[SET TASKS]
1. Repeat word for word the part of the passage on spin and wavefunctions that runs from "In the absence" to "H\,\psi = E\,\psi,$ (521)".
2. Pick up the passage on spin and wavefunctions after its last sentence and carry it forward.

::: DOCUMENT SECTION :::

In the absence of spin, the Hamiltonian can be written as some function of the position and momentum operators. Using the Schrödinger representation, in which \({\bf p} \rightarrow -{\rm i}\,\hbar\,\nabla\), the energy eigenvalue problem,

\[H\,\vert E\rangle = E\,\vert E\rangle, \tag{520}\]

can be transformed into a partial differential equation for the wavefunction $ \psi({\bf x}') \equiv \langle {\bf x'}\vert E\rangle$ . This function specifies the probability density for observing the particle at a given position, $ {\bf x}'$ . In general, we find

 

$\displaystyle H\,\psi = E\,\psi,$ (521)

where $ H$ is now a partial differential operator. The boundary conditions (for a bound state) are obtained from the normalization constraint

 

$\displaystyle \int d^3x'\, \vert\psi\vert^{\,2}= 1.$ (522)

 

 

This is all very familiar. However, we now know how to generalize this scheme to deal with a spin one-half particle. Instead of representing the state of the particle by a single wavefunction, we use two wavefunctions. The first, $ \psi_+({\bf x'})$ , specifies the probability density of observing the particle at position $ {\bf x}'$ with spin angular momentum $ +\hbar/2$ in the $ z$ -direction. The second, $ \psi_-({\bf x'})$ , specifies the probability density of observing the particle at position $ {\bf x}'$ with spin angular momentum $ -\hbar/2$ in the $ z$ -direction. In the Pauli scheme, these wavefunctions are combined into a spinor, $ \chi$ , which is simply the column vector of $ \psi_+$ and $ \psi_-$ . In general, the Hamiltonian is a function of the position, momentum, and spin operators. Adopting the Schrödinger representation, and the Pauli scheme, the energy eigenvalue problem reduces to

 

$\displaystyle H \,\chi = E \,\chi,$ (523)

 

 

where $ \chi$ is a spinor (i.e., a $ 2\times 1$ matrix of wavefunctions) and $ H$ is a $ 2\times 2$ matrix partial differential operator [see Equation (507)]. The above spinor equation can always be written out explicitly as two coupled partial differential equations for $ \psi_+$ and $ \psi_-$ .

::: RECORD LIST :::

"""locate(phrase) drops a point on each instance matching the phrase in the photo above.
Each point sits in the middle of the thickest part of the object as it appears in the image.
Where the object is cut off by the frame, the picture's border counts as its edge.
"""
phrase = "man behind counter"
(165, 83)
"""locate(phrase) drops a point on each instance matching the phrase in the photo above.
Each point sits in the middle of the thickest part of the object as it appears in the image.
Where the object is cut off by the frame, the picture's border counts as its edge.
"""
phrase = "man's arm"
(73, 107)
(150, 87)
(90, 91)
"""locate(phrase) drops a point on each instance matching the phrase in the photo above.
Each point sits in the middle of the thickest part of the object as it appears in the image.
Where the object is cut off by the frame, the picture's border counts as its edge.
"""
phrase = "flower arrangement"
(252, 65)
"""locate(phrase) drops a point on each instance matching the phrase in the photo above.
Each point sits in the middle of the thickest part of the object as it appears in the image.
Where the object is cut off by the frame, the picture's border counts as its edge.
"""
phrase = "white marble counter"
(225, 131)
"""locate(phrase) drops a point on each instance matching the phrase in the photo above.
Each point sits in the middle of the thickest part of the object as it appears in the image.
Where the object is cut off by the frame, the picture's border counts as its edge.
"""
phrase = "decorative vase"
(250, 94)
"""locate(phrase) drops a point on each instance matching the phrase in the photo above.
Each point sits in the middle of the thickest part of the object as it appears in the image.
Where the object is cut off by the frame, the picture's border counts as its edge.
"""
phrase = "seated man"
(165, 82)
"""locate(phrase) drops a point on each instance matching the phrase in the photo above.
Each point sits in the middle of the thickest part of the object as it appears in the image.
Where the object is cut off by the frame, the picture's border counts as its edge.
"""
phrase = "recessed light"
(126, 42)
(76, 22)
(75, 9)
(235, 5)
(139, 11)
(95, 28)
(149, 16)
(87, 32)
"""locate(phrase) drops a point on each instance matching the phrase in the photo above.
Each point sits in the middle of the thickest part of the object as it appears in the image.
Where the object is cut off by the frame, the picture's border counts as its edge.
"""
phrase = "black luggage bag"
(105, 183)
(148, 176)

:::
::: RECORD LIST :::

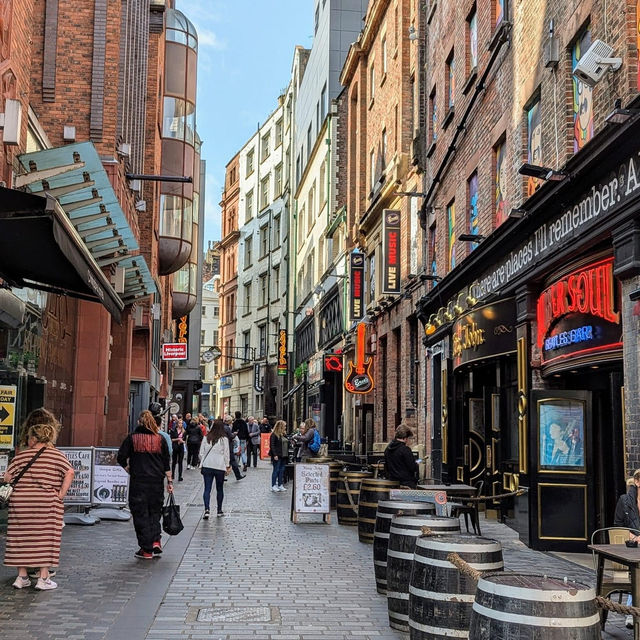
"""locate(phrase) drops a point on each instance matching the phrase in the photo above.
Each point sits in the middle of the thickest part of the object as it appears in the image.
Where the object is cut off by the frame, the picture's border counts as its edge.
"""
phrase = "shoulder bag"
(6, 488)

:::

[OUTPUTS]
1.
In the absence of spin, the Hamiltonian can be written as some function of the position and momentum operators. Using the Schrödinger representation, in which \({\bf p} \rightarrow -{\rm i}\,\hbar\,\nabla\), the energy eigenvalue problem,

\[H\,\vert E\rangle = E\,\vert E\rangle, \tag{520}\]

can be transformed into a partial differential equation for the wavefunction $ \psi({\bf x}') \equiv \langle {\bf x'}\vert E\rangle$ . This function specifies the probability density for observing the particle at a given position, $ {\bf x}'$ . In general, we find

 

$\displaystyle H\,\psi = E\,\psi,$ (521)

2.
Suppose that the Hamiltonian has no dependence on the spin operators. In this case, the Hamiltonian is represented as diagonal $ 2\times 2$ matrix partial differential operator in the Schrödinger/Pauli scheme [see Equation (506)]. In other words, the partial differential equation for $ \psi_+$ decouples from that for $ \psi_-$ . In fact, both equations have the same form, so there is only really one differential equation. In this situation, the most general solution to Equation (523) can be written

 

$\displaystyle \chi = \psi({\bf x}') \left(\!\begin{array}{c} c_+\\ c_-\end{array}\!\right).$ (524)

 

 

Here, $ \psi({\bf x}')$ is determined by the solution of the differential equation, and the $ c_\pm$ are arbitrary complex numbers. The physical significance of the above expression is clear. The Hamiltonian determines the relative probabilities of finding the particle at various different positions, but the direction of its spin angular momentum remains undetermined.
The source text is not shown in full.